▶ _Request 1_
Retype the listing below word for word, beginning at the line that has "find the walk-in" and continuing through the final line of the listing.

Thursday, May 20, 2004

I find companionship in Buechner's writings because for me, too, faith is a Pascalian gamble. Though I spend my life in pursuit of God, I often sense that God lies just around the next bend in the trail, just behind the next tree in the forest. I keep walking because I like where the journey has led me thus far, because other paths seem more problematic than my own, and because I yearn for the resolution of the plot. I know a little of life's tragedy. I have tasted of its comedy. I keep walking because I believe in the fairy tale, that a God strong and wise enough to create a world stamped with such beauty and goodness will be faithful in restoring it to the original design.


-- "Soul Survivor," by Philip Yancey
... yet it surprises [Frederick Buechner] not at all that God gives us only "momentary glimpses into a mystery of such depth, power and beauty that if we were to see it head on, in any way other than in glimpses, I suspect we would be annihilated."

Region annotation entries
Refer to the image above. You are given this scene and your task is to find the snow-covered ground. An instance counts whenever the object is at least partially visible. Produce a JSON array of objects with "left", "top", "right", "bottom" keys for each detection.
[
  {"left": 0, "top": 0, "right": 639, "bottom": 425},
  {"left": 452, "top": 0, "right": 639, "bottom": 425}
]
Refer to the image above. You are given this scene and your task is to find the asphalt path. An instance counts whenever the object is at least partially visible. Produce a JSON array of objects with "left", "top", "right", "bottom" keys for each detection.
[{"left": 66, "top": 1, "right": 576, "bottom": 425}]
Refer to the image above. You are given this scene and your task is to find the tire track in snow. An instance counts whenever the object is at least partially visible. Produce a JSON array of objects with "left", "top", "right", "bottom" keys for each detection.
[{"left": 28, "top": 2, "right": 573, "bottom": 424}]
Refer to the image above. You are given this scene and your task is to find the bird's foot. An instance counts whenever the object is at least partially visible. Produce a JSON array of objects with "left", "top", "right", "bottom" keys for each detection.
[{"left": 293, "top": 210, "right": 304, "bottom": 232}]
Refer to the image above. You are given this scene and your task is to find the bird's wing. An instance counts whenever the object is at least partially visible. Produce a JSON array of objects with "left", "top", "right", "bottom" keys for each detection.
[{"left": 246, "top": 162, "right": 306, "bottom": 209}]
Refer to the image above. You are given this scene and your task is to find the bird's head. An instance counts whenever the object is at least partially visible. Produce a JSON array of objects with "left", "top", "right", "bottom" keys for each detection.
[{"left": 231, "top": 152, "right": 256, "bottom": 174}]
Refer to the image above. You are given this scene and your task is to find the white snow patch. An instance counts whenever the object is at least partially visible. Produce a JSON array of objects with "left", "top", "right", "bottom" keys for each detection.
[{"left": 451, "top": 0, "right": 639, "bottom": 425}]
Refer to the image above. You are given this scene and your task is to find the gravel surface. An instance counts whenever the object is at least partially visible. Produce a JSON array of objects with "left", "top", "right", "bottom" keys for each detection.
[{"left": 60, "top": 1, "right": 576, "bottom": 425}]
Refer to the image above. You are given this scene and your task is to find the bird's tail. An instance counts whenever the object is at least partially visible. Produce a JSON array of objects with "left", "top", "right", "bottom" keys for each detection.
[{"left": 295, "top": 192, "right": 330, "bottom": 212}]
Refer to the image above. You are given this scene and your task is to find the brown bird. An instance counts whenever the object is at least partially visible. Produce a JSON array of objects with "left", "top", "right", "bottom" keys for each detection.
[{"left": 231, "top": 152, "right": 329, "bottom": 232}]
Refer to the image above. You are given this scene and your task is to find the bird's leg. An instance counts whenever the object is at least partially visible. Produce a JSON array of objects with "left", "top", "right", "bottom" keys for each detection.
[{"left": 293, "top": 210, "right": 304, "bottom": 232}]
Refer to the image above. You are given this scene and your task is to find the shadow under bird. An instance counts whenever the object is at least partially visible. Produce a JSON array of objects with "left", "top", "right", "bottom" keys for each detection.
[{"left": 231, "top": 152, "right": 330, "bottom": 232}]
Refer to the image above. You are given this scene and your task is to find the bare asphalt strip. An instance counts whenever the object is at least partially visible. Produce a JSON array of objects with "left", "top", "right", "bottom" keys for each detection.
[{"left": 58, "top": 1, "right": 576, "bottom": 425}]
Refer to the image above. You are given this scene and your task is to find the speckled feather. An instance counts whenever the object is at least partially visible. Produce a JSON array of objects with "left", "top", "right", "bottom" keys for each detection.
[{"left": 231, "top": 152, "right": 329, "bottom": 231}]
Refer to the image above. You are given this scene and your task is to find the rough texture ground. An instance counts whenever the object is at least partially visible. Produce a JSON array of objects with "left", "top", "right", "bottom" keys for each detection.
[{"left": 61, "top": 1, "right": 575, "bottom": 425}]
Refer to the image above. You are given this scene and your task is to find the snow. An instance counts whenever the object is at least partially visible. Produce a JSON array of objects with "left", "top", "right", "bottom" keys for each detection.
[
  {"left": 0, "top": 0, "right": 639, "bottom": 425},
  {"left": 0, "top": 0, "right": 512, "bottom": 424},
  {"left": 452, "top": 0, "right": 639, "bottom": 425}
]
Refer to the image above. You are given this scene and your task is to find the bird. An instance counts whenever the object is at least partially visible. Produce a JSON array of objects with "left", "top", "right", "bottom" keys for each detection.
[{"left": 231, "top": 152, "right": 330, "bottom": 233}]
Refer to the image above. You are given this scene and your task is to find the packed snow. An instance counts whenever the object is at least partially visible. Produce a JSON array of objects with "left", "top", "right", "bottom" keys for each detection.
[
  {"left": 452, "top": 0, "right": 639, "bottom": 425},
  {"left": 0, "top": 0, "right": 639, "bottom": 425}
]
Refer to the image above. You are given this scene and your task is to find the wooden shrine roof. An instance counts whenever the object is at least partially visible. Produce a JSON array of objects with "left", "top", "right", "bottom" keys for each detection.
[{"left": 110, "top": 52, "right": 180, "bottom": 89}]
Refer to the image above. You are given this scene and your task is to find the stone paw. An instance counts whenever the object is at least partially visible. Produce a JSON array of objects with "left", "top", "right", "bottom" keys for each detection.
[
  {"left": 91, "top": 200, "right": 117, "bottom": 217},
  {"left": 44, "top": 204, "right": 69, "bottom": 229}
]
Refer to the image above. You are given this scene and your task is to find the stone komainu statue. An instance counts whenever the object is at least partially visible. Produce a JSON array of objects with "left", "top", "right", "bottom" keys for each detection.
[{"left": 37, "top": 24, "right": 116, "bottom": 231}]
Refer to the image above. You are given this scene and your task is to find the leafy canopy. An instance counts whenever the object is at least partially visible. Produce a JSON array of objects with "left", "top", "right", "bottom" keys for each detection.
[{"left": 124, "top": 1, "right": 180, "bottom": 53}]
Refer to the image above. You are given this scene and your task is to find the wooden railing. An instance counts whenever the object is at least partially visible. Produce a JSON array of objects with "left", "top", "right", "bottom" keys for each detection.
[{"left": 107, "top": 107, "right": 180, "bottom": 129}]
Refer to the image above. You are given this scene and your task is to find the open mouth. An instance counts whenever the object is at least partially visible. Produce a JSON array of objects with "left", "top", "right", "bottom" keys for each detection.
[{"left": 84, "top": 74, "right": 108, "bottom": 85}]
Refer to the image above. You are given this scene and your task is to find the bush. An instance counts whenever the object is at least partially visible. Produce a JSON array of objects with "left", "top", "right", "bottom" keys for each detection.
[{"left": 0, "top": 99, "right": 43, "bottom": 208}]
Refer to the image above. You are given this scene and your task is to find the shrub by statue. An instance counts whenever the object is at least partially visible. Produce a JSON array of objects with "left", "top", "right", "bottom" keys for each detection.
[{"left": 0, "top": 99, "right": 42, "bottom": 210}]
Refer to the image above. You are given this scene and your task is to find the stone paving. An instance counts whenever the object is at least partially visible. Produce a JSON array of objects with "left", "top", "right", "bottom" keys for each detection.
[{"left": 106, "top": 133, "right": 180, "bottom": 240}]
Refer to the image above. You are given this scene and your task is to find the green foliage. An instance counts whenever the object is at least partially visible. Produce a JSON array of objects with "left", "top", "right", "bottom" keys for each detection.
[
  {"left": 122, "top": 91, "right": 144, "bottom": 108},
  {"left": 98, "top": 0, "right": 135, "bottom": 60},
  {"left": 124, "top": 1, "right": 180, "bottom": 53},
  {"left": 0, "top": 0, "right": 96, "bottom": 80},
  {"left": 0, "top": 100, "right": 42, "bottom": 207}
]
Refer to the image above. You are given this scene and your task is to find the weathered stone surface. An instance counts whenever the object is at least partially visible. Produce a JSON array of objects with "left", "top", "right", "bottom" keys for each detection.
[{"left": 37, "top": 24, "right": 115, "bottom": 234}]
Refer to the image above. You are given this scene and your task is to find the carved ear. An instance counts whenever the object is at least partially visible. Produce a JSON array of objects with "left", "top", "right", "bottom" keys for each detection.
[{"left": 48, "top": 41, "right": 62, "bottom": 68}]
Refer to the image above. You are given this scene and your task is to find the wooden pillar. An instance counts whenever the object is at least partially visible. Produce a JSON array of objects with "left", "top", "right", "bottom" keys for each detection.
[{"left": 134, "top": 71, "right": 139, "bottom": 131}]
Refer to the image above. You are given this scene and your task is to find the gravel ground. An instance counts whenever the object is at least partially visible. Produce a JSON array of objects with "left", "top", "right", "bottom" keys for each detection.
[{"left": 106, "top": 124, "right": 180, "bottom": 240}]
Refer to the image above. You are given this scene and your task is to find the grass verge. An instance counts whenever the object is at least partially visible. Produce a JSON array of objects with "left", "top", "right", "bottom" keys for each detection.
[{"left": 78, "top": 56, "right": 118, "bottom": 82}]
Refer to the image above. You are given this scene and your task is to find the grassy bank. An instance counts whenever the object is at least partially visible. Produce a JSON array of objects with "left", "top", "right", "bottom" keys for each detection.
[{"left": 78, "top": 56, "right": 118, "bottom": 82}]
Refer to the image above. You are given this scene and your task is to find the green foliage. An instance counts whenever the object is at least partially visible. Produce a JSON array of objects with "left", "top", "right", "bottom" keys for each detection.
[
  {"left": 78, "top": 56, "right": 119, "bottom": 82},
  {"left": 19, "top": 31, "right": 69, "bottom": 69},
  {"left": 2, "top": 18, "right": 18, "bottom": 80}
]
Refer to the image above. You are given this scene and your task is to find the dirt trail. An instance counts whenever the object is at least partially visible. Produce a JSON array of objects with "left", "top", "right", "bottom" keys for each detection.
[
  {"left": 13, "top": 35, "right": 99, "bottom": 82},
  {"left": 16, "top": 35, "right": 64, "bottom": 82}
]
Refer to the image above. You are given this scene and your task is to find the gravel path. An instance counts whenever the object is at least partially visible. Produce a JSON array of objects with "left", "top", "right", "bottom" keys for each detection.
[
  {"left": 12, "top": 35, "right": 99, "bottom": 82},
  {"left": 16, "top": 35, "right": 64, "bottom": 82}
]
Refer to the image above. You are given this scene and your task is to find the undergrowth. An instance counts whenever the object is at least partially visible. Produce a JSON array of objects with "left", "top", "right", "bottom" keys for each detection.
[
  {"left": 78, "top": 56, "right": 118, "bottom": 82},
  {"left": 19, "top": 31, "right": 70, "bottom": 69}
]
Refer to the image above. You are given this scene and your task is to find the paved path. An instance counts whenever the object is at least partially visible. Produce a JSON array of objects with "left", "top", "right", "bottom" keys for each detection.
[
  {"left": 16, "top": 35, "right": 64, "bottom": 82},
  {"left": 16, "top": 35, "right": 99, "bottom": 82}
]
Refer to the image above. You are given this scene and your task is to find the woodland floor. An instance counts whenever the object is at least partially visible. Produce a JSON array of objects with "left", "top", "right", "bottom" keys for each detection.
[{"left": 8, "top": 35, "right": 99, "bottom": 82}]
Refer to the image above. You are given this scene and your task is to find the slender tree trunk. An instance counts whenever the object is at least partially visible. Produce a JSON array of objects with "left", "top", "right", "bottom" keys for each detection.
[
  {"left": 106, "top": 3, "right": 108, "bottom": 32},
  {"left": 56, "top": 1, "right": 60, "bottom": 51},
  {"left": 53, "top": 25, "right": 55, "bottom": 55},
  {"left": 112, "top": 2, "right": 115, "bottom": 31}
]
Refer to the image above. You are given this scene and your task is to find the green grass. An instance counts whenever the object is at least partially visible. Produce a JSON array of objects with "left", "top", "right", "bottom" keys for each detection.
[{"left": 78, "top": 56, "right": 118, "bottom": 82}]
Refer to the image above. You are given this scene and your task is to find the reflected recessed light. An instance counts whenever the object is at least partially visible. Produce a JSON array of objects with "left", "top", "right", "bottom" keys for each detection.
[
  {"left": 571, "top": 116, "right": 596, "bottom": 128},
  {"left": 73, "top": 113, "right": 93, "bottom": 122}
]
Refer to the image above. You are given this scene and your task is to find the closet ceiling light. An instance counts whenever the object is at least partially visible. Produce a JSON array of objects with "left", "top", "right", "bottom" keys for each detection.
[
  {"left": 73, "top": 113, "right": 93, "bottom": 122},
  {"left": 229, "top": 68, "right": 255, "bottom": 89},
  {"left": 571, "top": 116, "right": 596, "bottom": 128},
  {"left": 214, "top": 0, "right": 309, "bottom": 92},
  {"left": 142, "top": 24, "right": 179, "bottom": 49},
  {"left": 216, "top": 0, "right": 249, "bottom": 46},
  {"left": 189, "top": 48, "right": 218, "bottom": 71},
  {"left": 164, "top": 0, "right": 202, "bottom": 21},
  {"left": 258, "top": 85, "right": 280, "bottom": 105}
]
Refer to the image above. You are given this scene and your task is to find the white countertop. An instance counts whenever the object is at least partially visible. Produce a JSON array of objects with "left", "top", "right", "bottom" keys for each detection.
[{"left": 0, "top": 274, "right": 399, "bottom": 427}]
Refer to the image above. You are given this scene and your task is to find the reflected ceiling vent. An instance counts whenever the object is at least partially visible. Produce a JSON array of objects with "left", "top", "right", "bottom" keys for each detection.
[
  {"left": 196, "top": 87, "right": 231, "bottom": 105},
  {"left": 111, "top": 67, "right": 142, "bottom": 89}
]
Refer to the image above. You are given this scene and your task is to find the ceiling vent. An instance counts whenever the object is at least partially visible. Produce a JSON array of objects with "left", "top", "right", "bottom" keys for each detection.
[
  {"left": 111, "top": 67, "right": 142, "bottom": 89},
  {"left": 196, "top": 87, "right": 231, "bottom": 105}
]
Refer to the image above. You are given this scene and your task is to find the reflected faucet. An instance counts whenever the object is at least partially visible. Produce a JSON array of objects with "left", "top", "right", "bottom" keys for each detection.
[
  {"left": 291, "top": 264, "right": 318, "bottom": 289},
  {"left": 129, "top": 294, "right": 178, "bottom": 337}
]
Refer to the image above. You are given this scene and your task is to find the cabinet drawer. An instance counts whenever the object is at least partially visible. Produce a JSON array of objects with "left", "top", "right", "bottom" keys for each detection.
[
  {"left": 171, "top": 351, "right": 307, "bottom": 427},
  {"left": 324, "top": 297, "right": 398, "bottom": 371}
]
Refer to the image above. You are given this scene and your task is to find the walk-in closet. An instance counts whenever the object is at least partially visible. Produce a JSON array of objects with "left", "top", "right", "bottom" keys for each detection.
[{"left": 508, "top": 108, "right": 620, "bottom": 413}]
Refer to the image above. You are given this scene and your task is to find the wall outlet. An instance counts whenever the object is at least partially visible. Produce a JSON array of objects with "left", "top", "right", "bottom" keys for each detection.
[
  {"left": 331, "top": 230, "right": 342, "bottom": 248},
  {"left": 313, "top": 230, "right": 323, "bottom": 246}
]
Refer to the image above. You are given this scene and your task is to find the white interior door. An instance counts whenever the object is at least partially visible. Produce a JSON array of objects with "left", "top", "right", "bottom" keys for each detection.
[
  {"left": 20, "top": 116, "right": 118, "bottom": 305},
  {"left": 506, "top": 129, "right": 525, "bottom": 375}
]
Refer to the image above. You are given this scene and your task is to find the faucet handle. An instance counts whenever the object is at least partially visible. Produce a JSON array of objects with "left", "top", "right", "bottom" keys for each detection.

▶ _Request 2_
Echo a portion of the passage on faith above verbatim: begin at the words "I find companionship" and stop after "the original design.".

▶ _Worked solution 1_
Refer to the image above. You are given this scene and your task is to find the walk-in closet. An instance counts whenever the object is at least partially visible. Produce a JSON array of objects with "left", "top", "right", "bottom" keys for each detection.
[{"left": 508, "top": 108, "right": 620, "bottom": 413}]
Refer to the image above. You are given this scene and your task is to find the wall outlet. An instance counts whenever the object is at least partially visible. Produce a JSON array of objects with "left", "top", "right", "bottom" keys for each detection.
[
  {"left": 331, "top": 230, "right": 342, "bottom": 248},
  {"left": 313, "top": 230, "right": 323, "bottom": 246}
]
Refer to the image above. You are given this scene and your task is to find the white interior door. An instance counts whenever the object is at least partially visible. Produce a JSON array of objects with "left", "top", "right", "bottom" keys for each detection.
[
  {"left": 20, "top": 116, "right": 118, "bottom": 305},
  {"left": 506, "top": 129, "right": 525, "bottom": 375}
]
Refer to the image above. You are given this scene and your task is to find the faucet handle. An instance counts whenever the object is at least partially visible. Produce a JSON array of objects with "left", "top", "right", "bottom" keys for each detection.

▶ _Worked solution 2_
I find companionship in Buechner's writings because for me, too, faith is a Pascalian gamble. Though I spend my life in pursuit of God, I often sense that God lies just around the next bend in the trail, just behind the next tree in the forest. I keep walking because I like where the journey has led me thus far, because other paths seem more problematic than my own, and because I yearn for the resolution of the plot. I know a little of life's tragedy. I have tasted of its comedy. I keep walking because I believe in the fairy tale, that a God strong and wise enough to create a world stamped with such beauty and goodness will be faithful in restoring it to the original design.